## EXTRACT
◆ ◆ ◆ ◆ ◆ ◆ ◆

As housing options and sizes have shifted in Canada over the last decade, earning your green thumb has increasingly come to mean cultivating outdoor container crops. Amber Stafford, the founder and owner of Toronto-based landscaping company Garden Party, has seen a shift in the type of support clients need. “We regularly work for people in condos with balconies or larger terraces,” Stafford says. “A lot of them have very small lots that are mostly hardscape.”
When it comes to tending to contained vegetation, everything – from watering to what has the best chance of thriving – has to be reconsidered, and ensuring potted plants survive the transitions between seasons can be particularly challenging. Given the diversity of Canada’s climate and how weather patterns are shifting, container gardening needs to be more adaptive than ever before. The swell of interest in developing outdoor spaces focused on native species and pollinator plants requires planter gardeners to pay even closer attention to achieving a delicate balance.
Part of the beauty (and the burden) of agrarianism is feeling your way through all these unknown and shifting variables. Several books provide a roadmap to help get a planter garden going, including Isabelle Palmer’s Modern Container Gardening: How to Create a Stylish Small-Space Garden Anywhere and Kevin Espiritu’s Field Guide to Urban Gardening: How to Grow Plants, No Matter Where You Live. Advice for the end of growing season, however, can be scarce. As thoughts turn to the fate of the bounty of blooms and veggies that fill our terracotta pots and raised beds now, we’ve compiled advice on how to prepare your planters for winter so they come back stronger than ever next spring.
What plants can I bring inside, and how do I do that safely?
If you’re gazing at your hard-fought growth and wincing at the thought of getting rid of it all as temperatures cool, consider this: some plants can come inside for temperate TLC.
Plants that aren’t winter-hardy, such as tender perennials, can be moved inside for the winter, says Rebecca Last-Guenette, coordinator at Master Gardeners of Ottawa-Carleton. She names garden classics like pelargoniums, a.k.a. geraniums; begonias and coleus; tender herbs such as rosemary and lemon grass; tropical accent plants such as hibiscus, oleanders, palms, pothos, crotons, bromeliads, cordylines, caladiums, and alocasias as candidates for cold-weather co-habitation.

◆ ◆ ◆ ◆ ◆ ◆ ◆

## PROVIDED MATERIAL
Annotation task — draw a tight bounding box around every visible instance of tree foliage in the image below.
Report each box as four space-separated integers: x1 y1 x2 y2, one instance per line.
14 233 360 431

◆ ◆ ◆ ◆ ◆ ◆ ◆

## LIST OF TASKS
A. In the container-gardening article, what is the name of Amber Stafford's Toronto-based landscaping company?
B. Reproduce the part of the container-gardening article that opens with the words containing "What plants can" and closes with "for temperate TLC.".

## SET OF ANSWERS
A. Garden Party

B.
What plants can I bring inside, and how do I do that safely?
If you’re gazing at your hard-fought growth and wincing at the thought of getting rid of it all as temperatures cool, consider this: some plants can come inside for temperate TLC.